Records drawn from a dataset
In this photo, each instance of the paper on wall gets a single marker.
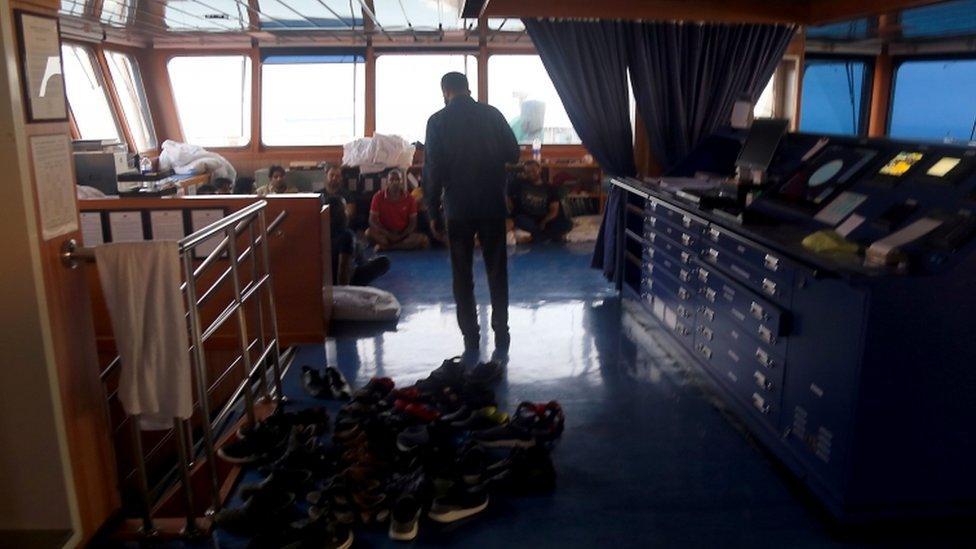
(51, 157)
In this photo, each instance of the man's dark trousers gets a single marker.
(491, 234)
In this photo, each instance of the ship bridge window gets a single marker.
(408, 90)
(933, 99)
(519, 86)
(87, 97)
(132, 96)
(312, 100)
(833, 100)
(213, 99)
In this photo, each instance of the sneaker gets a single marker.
(338, 387)
(313, 384)
(449, 374)
(485, 373)
(524, 471)
(405, 519)
(260, 512)
(460, 503)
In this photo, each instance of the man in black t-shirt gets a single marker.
(535, 206)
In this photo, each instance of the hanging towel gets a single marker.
(141, 283)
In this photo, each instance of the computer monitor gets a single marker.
(761, 143)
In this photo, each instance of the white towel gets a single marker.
(141, 283)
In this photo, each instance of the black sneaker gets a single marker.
(485, 373)
(337, 385)
(313, 383)
(460, 503)
(262, 511)
(405, 518)
(449, 374)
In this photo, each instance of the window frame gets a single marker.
(254, 129)
(311, 53)
(146, 113)
(898, 61)
(865, 106)
(94, 55)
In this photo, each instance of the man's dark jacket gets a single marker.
(467, 146)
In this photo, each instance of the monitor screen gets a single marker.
(900, 164)
(943, 166)
(761, 143)
(825, 175)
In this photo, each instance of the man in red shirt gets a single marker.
(393, 218)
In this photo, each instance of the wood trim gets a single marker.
(880, 95)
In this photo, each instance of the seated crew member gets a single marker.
(244, 185)
(535, 206)
(348, 268)
(223, 185)
(276, 183)
(393, 217)
(334, 189)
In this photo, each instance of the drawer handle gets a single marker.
(705, 351)
(760, 403)
(758, 312)
(709, 294)
(761, 380)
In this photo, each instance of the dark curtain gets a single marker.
(687, 77)
(587, 62)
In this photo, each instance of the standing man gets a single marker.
(467, 146)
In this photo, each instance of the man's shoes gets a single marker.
(461, 502)
(485, 373)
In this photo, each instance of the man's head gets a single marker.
(276, 174)
(333, 179)
(454, 84)
(394, 183)
(532, 170)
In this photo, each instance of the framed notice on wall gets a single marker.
(40, 67)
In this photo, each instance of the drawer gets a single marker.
(676, 216)
(759, 316)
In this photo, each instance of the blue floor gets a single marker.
(648, 458)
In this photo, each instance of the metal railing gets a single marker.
(253, 264)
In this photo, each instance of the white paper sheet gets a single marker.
(200, 219)
(167, 224)
(91, 229)
(51, 157)
(45, 80)
(126, 226)
(839, 208)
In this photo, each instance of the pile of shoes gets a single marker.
(438, 449)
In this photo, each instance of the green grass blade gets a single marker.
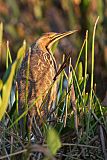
(92, 65)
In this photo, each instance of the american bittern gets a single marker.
(42, 71)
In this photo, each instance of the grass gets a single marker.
(80, 125)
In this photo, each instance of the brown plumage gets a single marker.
(42, 71)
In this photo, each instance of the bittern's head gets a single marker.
(48, 40)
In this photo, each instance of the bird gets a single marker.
(42, 70)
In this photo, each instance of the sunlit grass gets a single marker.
(78, 114)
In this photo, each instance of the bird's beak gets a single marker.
(59, 36)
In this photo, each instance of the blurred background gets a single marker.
(29, 19)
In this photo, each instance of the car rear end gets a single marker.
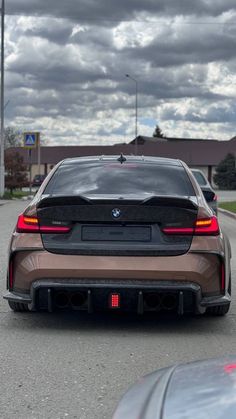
(119, 235)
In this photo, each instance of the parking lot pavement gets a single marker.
(55, 366)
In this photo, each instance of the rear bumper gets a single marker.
(186, 296)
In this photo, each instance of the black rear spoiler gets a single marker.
(166, 201)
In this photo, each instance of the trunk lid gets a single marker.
(114, 225)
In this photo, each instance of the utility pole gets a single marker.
(2, 168)
(136, 112)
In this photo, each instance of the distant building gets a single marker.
(201, 154)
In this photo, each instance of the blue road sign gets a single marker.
(30, 139)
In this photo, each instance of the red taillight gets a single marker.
(207, 226)
(114, 300)
(222, 277)
(203, 227)
(10, 274)
(31, 225)
(27, 224)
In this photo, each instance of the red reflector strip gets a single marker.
(31, 225)
(52, 229)
(114, 300)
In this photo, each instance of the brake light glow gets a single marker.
(10, 274)
(27, 224)
(203, 227)
(114, 300)
(31, 225)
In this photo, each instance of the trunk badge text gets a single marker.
(116, 213)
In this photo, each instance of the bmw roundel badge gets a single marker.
(116, 213)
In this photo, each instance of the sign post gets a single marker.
(32, 141)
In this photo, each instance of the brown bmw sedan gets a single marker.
(119, 233)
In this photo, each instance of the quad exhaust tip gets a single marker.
(157, 302)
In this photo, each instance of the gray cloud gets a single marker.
(66, 67)
(112, 9)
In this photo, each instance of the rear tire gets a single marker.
(18, 307)
(219, 310)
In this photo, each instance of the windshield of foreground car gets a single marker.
(114, 178)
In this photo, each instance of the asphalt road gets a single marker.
(78, 366)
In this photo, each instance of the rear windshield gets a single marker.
(115, 178)
(200, 178)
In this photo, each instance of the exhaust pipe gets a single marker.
(153, 301)
(77, 300)
(61, 299)
(169, 302)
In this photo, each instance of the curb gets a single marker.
(226, 212)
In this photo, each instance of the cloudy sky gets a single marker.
(66, 62)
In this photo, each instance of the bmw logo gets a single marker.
(116, 213)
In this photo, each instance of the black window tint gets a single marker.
(115, 178)
(200, 178)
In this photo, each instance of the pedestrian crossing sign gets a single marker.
(31, 139)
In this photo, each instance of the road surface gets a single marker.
(77, 366)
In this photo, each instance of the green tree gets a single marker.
(225, 176)
(158, 132)
(16, 176)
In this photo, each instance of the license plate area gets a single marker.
(116, 233)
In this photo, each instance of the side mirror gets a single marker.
(209, 195)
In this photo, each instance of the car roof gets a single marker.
(129, 158)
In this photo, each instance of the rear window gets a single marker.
(200, 178)
(115, 178)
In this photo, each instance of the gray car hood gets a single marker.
(201, 390)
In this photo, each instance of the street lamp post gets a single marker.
(136, 112)
(2, 169)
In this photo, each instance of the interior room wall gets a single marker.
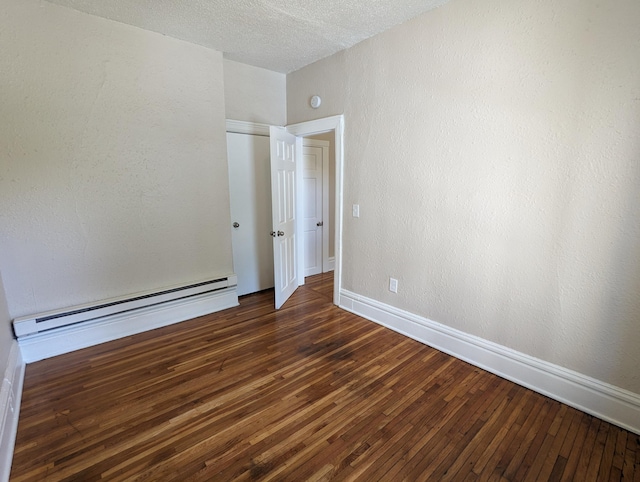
(253, 94)
(6, 332)
(493, 148)
(330, 138)
(114, 173)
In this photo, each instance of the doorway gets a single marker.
(331, 126)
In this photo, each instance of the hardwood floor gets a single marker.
(306, 393)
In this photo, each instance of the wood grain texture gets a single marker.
(310, 392)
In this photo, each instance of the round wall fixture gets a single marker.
(315, 101)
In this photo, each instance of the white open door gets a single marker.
(286, 150)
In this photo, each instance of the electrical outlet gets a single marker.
(393, 285)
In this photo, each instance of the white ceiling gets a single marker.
(277, 35)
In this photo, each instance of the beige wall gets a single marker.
(253, 94)
(493, 148)
(113, 157)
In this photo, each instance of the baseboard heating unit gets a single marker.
(56, 332)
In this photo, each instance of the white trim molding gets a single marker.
(243, 127)
(10, 396)
(82, 335)
(605, 401)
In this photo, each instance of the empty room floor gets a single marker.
(309, 392)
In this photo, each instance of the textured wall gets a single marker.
(253, 94)
(113, 157)
(6, 332)
(493, 148)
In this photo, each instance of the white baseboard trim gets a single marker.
(10, 396)
(607, 402)
(82, 335)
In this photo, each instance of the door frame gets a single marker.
(327, 264)
(308, 128)
(320, 126)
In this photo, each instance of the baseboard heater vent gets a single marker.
(44, 322)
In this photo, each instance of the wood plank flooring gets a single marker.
(306, 393)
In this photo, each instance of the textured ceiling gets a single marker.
(277, 35)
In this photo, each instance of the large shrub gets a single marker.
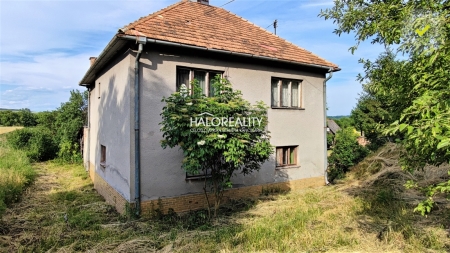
(346, 153)
(15, 174)
(37, 142)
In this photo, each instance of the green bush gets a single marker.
(15, 174)
(69, 152)
(37, 142)
(346, 153)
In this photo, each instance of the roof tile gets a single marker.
(213, 27)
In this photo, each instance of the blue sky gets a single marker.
(45, 45)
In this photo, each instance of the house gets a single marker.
(151, 57)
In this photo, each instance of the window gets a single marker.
(286, 156)
(102, 156)
(201, 175)
(286, 93)
(204, 78)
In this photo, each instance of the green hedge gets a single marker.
(15, 174)
(37, 142)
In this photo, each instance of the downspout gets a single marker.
(88, 152)
(325, 165)
(137, 151)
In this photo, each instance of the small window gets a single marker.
(204, 77)
(102, 156)
(286, 156)
(200, 175)
(286, 93)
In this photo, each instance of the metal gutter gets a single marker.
(163, 42)
(325, 124)
(137, 147)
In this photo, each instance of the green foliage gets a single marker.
(37, 142)
(69, 152)
(9, 118)
(346, 153)
(27, 118)
(414, 90)
(15, 174)
(23, 117)
(344, 122)
(47, 119)
(223, 150)
(71, 117)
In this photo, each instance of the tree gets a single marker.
(69, 122)
(220, 135)
(47, 119)
(415, 88)
(27, 118)
(346, 153)
(344, 122)
(9, 118)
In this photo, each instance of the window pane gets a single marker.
(182, 78)
(201, 77)
(295, 94)
(285, 93)
(274, 92)
(279, 156)
(212, 76)
(292, 156)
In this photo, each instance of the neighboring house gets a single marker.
(333, 127)
(150, 59)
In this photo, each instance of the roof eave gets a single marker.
(113, 46)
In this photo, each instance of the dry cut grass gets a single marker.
(369, 212)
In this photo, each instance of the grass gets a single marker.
(16, 173)
(354, 216)
(4, 130)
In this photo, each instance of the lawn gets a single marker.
(62, 212)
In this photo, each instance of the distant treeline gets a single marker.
(49, 134)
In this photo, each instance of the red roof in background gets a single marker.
(211, 27)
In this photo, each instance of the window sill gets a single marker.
(196, 178)
(288, 167)
(288, 108)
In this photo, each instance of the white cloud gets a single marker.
(45, 45)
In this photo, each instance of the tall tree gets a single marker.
(414, 90)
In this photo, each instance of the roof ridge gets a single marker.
(230, 24)
(272, 34)
(152, 15)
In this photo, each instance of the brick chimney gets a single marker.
(92, 60)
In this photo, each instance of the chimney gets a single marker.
(92, 60)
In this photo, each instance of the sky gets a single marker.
(45, 45)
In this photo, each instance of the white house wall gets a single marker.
(161, 173)
(111, 124)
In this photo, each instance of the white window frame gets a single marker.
(192, 74)
(279, 88)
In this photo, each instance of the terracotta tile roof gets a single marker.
(211, 27)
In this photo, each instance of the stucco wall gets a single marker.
(161, 171)
(111, 124)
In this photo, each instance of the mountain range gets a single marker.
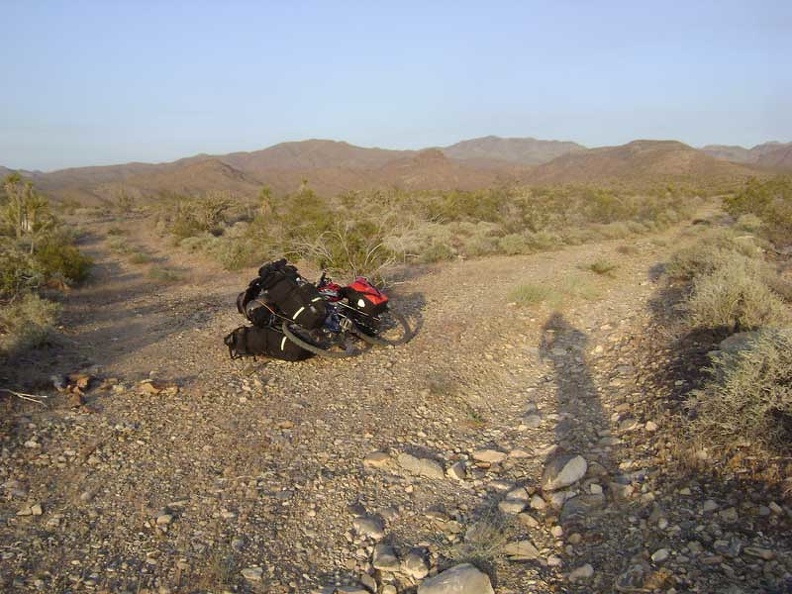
(331, 167)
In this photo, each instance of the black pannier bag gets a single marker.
(252, 341)
(279, 289)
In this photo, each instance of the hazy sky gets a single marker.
(93, 82)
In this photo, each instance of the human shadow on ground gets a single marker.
(581, 418)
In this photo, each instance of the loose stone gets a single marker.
(460, 579)
(563, 472)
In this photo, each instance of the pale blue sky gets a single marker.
(95, 82)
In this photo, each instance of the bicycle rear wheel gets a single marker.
(320, 343)
(391, 328)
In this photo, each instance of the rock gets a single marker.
(631, 580)
(421, 466)
(369, 526)
(460, 579)
(376, 460)
(528, 520)
(578, 508)
(765, 554)
(457, 471)
(253, 574)
(582, 573)
(512, 507)
(538, 503)
(563, 472)
(384, 558)
(489, 456)
(729, 515)
(660, 555)
(521, 550)
(414, 564)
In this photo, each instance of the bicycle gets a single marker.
(355, 312)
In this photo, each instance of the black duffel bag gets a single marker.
(253, 341)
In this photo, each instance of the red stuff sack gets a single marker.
(365, 297)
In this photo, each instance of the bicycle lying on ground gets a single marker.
(358, 312)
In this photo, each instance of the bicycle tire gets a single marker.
(314, 346)
(393, 329)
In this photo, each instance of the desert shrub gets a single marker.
(713, 250)
(138, 257)
(578, 287)
(34, 247)
(163, 274)
(770, 201)
(187, 216)
(750, 394)
(513, 244)
(543, 240)
(532, 294)
(56, 257)
(487, 538)
(734, 296)
(602, 266)
(26, 322)
(18, 273)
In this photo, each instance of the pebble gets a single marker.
(660, 555)
(460, 579)
(253, 574)
(563, 471)
(489, 456)
(582, 573)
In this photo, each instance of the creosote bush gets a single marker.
(365, 231)
(771, 202)
(36, 252)
(750, 395)
(734, 296)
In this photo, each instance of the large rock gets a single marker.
(421, 466)
(563, 471)
(460, 579)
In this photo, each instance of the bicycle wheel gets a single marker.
(320, 343)
(391, 328)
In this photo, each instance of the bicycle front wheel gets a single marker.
(391, 328)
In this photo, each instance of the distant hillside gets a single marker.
(640, 160)
(519, 151)
(774, 155)
(312, 154)
(332, 167)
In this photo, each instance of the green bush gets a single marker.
(770, 201)
(56, 257)
(734, 296)
(713, 250)
(18, 272)
(750, 394)
(26, 323)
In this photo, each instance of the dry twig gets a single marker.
(29, 397)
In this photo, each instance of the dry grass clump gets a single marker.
(27, 322)
(602, 267)
(714, 249)
(569, 287)
(734, 296)
(364, 232)
(37, 255)
(527, 294)
(750, 395)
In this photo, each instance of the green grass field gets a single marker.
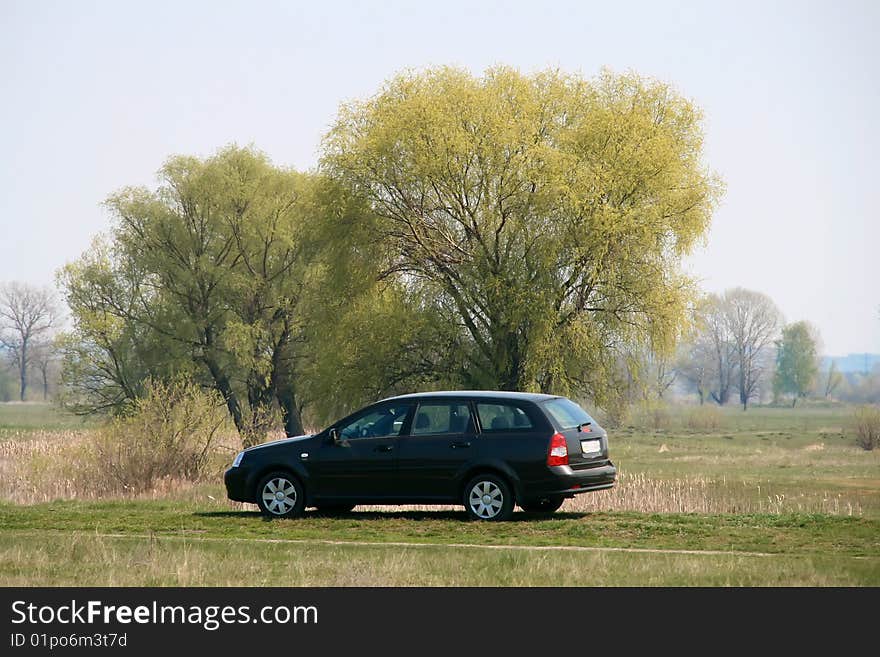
(773, 496)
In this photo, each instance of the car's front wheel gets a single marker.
(280, 495)
(546, 505)
(488, 497)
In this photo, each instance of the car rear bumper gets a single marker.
(566, 481)
(237, 485)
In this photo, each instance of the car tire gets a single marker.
(545, 505)
(488, 497)
(280, 495)
(333, 509)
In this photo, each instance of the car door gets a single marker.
(361, 463)
(441, 440)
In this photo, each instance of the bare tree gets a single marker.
(718, 345)
(696, 362)
(43, 360)
(753, 321)
(27, 315)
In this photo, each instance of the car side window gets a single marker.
(503, 417)
(379, 423)
(439, 417)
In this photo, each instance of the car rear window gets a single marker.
(503, 417)
(567, 413)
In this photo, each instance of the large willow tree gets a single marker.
(544, 216)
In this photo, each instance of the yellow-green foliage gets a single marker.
(545, 214)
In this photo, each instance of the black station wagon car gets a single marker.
(485, 450)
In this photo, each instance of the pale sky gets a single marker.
(96, 95)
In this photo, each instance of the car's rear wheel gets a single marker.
(545, 505)
(488, 497)
(280, 495)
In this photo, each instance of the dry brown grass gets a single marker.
(52, 465)
(638, 492)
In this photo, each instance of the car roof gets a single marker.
(478, 394)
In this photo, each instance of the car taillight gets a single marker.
(558, 454)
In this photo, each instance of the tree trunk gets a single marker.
(289, 410)
(221, 382)
(22, 370)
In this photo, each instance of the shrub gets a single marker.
(866, 425)
(703, 419)
(168, 434)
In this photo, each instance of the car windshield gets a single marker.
(567, 413)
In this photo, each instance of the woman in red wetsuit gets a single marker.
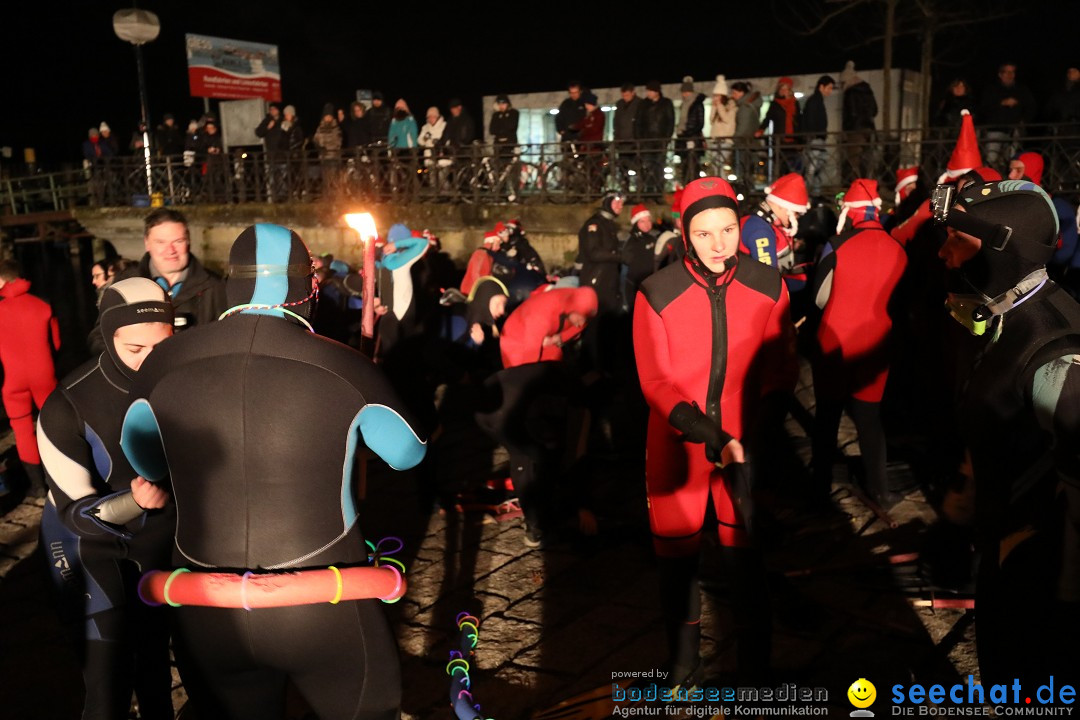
(714, 342)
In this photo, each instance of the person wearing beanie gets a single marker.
(860, 128)
(1020, 428)
(169, 137)
(431, 135)
(723, 121)
(815, 125)
(853, 285)
(503, 130)
(261, 470)
(1004, 109)
(768, 233)
(784, 118)
(460, 130)
(598, 252)
(481, 261)
(198, 295)
(690, 135)
(396, 289)
(108, 524)
(655, 127)
(571, 111)
(29, 335)
(378, 118)
(327, 136)
(356, 130)
(639, 253)
(403, 134)
(705, 421)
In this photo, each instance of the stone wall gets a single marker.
(552, 229)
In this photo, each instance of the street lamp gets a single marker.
(364, 225)
(139, 27)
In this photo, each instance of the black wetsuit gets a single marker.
(261, 467)
(97, 542)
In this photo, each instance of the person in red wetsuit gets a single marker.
(856, 275)
(548, 320)
(525, 406)
(768, 232)
(715, 351)
(28, 336)
(481, 261)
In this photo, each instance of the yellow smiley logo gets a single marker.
(862, 693)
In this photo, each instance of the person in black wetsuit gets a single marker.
(261, 470)
(103, 524)
(1018, 418)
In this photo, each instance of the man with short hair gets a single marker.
(1006, 107)
(815, 125)
(378, 119)
(570, 112)
(656, 123)
(197, 294)
(28, 336)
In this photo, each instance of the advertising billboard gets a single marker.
(232, 69)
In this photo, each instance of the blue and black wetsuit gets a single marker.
(96, 539)
(261, 467)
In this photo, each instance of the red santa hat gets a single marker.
(906, 177)
(1033, 166)
(966, 155)
(790, 191)
(862, 193)
(638, 213)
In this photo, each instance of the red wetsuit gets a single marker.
(480, 265)
(723, 349)
(28, 335)
(541, 315)
(855, 280)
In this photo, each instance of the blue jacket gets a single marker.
(403, 133)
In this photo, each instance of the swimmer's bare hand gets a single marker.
(148, 496)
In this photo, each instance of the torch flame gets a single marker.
(362, 222)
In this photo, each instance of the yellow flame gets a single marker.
(362, 222)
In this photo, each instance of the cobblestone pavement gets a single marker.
(559, 621)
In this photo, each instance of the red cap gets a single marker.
(790, 191)
(1033, 166)
(862, 193)
(966, 155)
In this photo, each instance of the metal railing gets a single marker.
(542, 173)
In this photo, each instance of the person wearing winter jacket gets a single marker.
(691, 130)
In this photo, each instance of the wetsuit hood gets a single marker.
(131, 301)
(271, 273)
(480, 300)
(1017, 226)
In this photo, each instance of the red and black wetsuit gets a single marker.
(726, 366)
(856, 276)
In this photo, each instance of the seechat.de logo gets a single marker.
(862, 693)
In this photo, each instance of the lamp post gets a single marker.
(139, 27)
(364, 225)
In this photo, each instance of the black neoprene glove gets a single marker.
(697, 428)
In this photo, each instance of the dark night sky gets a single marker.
(65, 70)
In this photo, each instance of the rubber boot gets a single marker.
(680, 600)
(753, 614)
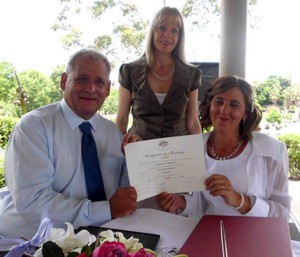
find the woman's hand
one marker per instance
(171, 202)
(219, 185)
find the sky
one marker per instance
(28, 42)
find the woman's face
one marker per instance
(166, 35)
(227, 110)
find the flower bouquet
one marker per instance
(50, 242)
(63, 243)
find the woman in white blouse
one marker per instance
(247, 170)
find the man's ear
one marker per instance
(63, 80)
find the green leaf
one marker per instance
(51, 249)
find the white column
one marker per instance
(233, 37)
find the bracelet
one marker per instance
(242, 202)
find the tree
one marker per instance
(274, 116)
(38, 88)
(56, 93)
(8, 83)
(110, 105)
(272, 91)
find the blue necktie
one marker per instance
(91, 165)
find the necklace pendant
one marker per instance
(163, 78)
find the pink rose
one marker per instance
(141, 253)
(82, 255)
(110, 249)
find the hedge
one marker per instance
(6, 126)
(292, 142)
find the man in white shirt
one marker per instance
(43, 165)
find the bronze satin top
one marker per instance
(150, 119)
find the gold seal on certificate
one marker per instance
(171, 164)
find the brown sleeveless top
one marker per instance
(150, 119)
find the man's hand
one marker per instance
(123, 202)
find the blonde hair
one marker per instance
(166, 13)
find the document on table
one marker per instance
(173, 229)
(172, 164)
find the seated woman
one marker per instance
(247, 170)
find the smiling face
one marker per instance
(227, 110)
(166, 35)
(86, 87)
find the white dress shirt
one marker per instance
(45, 176)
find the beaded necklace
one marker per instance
(215, 156)
(163, 78)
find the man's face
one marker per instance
(86, 88)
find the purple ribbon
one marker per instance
(20, 247)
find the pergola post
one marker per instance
(233, 37)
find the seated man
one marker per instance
(44, 167)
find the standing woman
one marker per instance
(160, 88)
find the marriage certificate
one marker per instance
(171, 164)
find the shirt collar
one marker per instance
(72, 118)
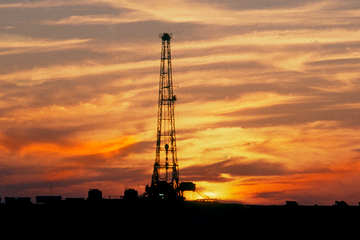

** WHAT YOU NEED TO DO **
Only the lines from the one containing "find the green leaf" through the last line of the entries above belong in the copy; reproduce them exactly and drop every picture.

** RESULT FOR THIS TASK **
find the green leaf
one marker per instance
(51, 249)
find the white column
one marker per instance
(233, 37)
find the bracelet
one marker per instance
(242, 202)
find the tree
one marker per instance
(274, 116)
(38, 88)
(56, 93)
(8, 83)
(110, 105)
(272, 91)
find the blue necktie
one marker per instance
(91, 165)
find the necklace pendant
one marker per instance
(163, 78)
find the pink rose
one marker per instance
(141, 253)
(82, 255)
(110, 249)
find the hedge
one marker per instance
(6, 126)
(292, 142)
find the man in white shirt
one marker per instance
(43, 165)
find the bronze satin top
one marker per instance
(150, 119)
find the gold seal on certificate
one marker per instance
(171, 164)
find the brown sleeveless top
one marker per instance
(150, 119)
find the man's hand
one marker per instance
(123, 202)
find the blonde hair
one marker per instance
(166, 13)
find the document on table
one marker per instance
(173, 229)
(172, 164)
find the seated woman
one marker per instance
(247, 170)
find the smiling face
one marker per instance
(227, 110)
(166, 35)
(86, 87)
find the white dress shirt
one marker per instance
(45, 176)
find the beaded necklace
one marker per instance
(215, 156)
(163, 78)
find the man's face
one marker per instance
(86, 88)
find the purple ribbon
one marker per instance
(20, 247)
find the pergola post
one marker per instance
(233, 37)
find the seated man
one marker per instance
(44, 167)
find the standing woman
one marker per instance
(160, 88)
find the marriage certificate
one marker per instance
(171, 164)
find the shirt collar
one marker per instance
(72, 118)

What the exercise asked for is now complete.